### DATA FOR THIS TASK
◆ ◆ ◆ ◆

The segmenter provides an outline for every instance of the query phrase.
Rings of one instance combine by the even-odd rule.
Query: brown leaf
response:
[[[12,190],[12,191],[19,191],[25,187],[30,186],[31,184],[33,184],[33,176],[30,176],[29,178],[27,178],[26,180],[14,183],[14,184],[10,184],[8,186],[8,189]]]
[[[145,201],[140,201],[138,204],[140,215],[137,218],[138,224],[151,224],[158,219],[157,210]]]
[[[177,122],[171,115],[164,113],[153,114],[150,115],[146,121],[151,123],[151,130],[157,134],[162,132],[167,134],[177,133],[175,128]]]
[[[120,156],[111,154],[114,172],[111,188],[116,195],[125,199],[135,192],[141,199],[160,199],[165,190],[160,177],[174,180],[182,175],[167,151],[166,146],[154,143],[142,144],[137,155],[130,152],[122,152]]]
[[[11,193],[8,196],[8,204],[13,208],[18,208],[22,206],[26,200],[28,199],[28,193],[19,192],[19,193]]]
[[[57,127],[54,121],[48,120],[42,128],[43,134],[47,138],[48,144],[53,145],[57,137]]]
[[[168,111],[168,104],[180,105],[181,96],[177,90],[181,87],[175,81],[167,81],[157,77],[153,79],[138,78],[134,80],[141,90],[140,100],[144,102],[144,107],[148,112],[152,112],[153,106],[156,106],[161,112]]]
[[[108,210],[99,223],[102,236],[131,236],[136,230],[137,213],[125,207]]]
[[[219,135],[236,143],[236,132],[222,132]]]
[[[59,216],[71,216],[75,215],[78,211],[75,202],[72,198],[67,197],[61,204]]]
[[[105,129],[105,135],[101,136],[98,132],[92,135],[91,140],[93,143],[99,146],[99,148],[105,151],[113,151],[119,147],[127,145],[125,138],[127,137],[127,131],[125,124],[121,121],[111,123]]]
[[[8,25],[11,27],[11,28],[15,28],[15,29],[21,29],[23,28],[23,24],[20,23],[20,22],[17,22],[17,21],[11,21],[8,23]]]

◆ ◆ ◆ ◆

### EXERCISE GOAL
Rewrite the records with "brown leaf" replaced by "fallen leaf" everywhere it occurs, and leave everything else unchanged.

### WRITTEN ANSWER
The segmenter provides an outline for every instance of the query phrase.
Rings of one instance combine by the even-odd rule.
Query: fallen leaf
response:
[[[12,190],[12,191],[19,191],[25,187],[30,186],[31,184],[33,184],[33,176],[30,176],[29,178],[27,178],[26,180],[14,183],[14,184],[10,184],[8,186],[8,189]]]
[[[145,201],[140,201],[138,204],[140,215],[137,218],[138,224],[151,224],[158,219],[157,210]]]
[[[177,122],[171,115],[164,113],[153,114],[150,115],[146,121],[151,123],[151,130],[157,134],[162,132],[167,134],[177,133],[175,128]]]
[[[120,156],[111,154],[114,172],[111,188],[116,195],[125,199],[135,192],[141,199],[160,199],[165,190],[160,177],[174,180],[182,175],[167,151],[166,146],[154,143],[142,144],[137,155],[130,152],[122,152]]]
[[[11,193],[8,196],[8,204],[13,208],[18,208],[22,206],[26,200],[28,199],[28,193],[19,192],[19,193]]]
[[[57,127],[54,121],[48,120],[42,128],[43,134],[47,138],[48,144],[53,145],[57,137]]]
[[[168,111],[168,104],[180,105],[181,96],[177,90],[181,87],[175,81],[167,81],[157,77],[153,79],[138,78],[134,80],[141,90],[140,100],[144,102],[144,107],[148,112],[152,112],[153,106],[156,106],[161,112]]]
[[[108,210],[99,223],[102,236],[131,236],[136,230],[137,213],[125,207]]]
[[[219,135],[236,143],[236,132],[222,132]]]
[[[59,216],[71,216],[75,215],[78,211],[75,202],[72,198],[67,197],[61,204]]]
[[[105,129],[105,135],[101,136],[98,132],[92,135],[91,140],[93,143],[99,146],[99,148],[105,151],[113,151],[119,147],[127,145],[125,138],[127,137],[127,131],[125,124],[121,121],[111,123]]]
[[[8,25],[11,27],[11,28],[15,28],[15,29],[21,29],[23,28],[23,24],[20,23],[20,22],[17,22],[17,21],[11,21],[8,23]]]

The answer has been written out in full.